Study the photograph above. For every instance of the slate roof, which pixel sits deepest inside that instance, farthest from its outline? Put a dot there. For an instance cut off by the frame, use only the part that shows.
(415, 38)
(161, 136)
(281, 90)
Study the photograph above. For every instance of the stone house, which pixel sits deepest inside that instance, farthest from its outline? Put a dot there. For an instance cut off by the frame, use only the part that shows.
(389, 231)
- - -
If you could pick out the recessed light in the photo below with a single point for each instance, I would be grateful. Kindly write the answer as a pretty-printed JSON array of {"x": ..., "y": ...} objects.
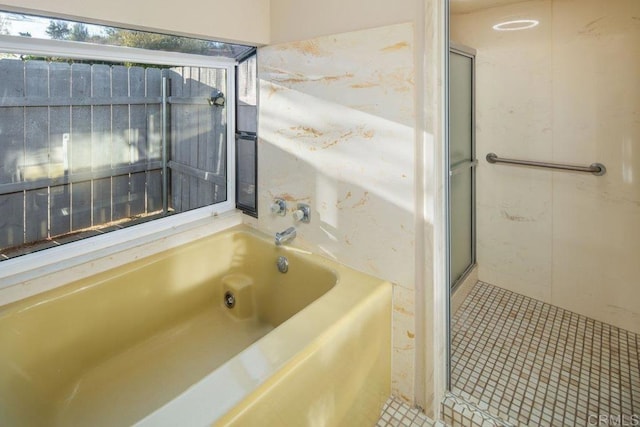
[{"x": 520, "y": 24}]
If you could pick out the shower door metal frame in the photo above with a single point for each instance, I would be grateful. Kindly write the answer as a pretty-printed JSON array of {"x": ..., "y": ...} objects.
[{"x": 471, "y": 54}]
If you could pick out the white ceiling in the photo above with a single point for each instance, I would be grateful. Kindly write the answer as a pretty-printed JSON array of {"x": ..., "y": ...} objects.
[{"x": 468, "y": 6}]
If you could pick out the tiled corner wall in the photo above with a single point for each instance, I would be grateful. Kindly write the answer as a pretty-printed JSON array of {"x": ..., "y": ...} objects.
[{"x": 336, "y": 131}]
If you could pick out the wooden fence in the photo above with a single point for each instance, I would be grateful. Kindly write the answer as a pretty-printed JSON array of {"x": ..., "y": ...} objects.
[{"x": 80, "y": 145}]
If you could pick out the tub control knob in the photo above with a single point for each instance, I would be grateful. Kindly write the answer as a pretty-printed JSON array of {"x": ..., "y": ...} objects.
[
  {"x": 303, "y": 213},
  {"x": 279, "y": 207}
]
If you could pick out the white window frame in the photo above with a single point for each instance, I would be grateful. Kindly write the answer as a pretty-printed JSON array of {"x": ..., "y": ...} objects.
- - -
> **WHAT NEEDS TO BE DONE**
Please scale the lines from the one containing "If you could pick out the recessed" through the one containing "If you could pick out the white window": give them all again, requests included, with each point coordinate in the answers multiplied by 2.1 and rounded to a whole number (halves go up). Leave the pictures out of your answer.

> **FINAL RESULT**
If you could pick out the recessed light in the photo below with a single point for each instance, I would be grateful. Kindly write the answer as a pretty-printed JSON array of {"x": ..., "y": ...} objects.
[{"x": 1092, "y": 50}]
If you could pick out the shower door metal frame in the photo above with a single point for each instance, I would be grateful. Kindly write the answer as a pretty-printed JSON array of {"x": ..., "y": ...} objects.
[{"x": 989, "y": 113}]
If you could pick out the white ceiling in the photo above with a single point for each instance, I would be grateful. Kindly write the answer as a pretty-printed JSON array of {"x": ..., "y": ...} objects.
[{"x": 983, "y": 13}]
If you could pick out the tiled corner wall in the photo above with a single point for each instance, I would be grateful. Kindly write the answer as a pretty-printed JSON array of {"x": ..., "y": ...} objects.
[{"x": 706, "y": 275}]
If you could pick out the wooden fence in the photo above with a single point for each instance, I would be grateful. Kindly write the answer as a pretty-printed JSON array of {"x": ..., "y": ...} objects.
[{"x": 168, "y": 305}]
If you could pick out the tub control knob in the photo above with a single point for each instance, I would be grateful. Kindly write the answer as a pretty-printed JSON array of {"x": ..., "y": ...} objects.
[
  {"x": 636, "y": 447},
  {"x": 586, "y": 435}
]
If you could pick out the white window frame in the photo above with a single point for each instance, I would be grateful. Kindly write the answer as a pretty-printed JSON array of {"x": ..., "y": ...} objects.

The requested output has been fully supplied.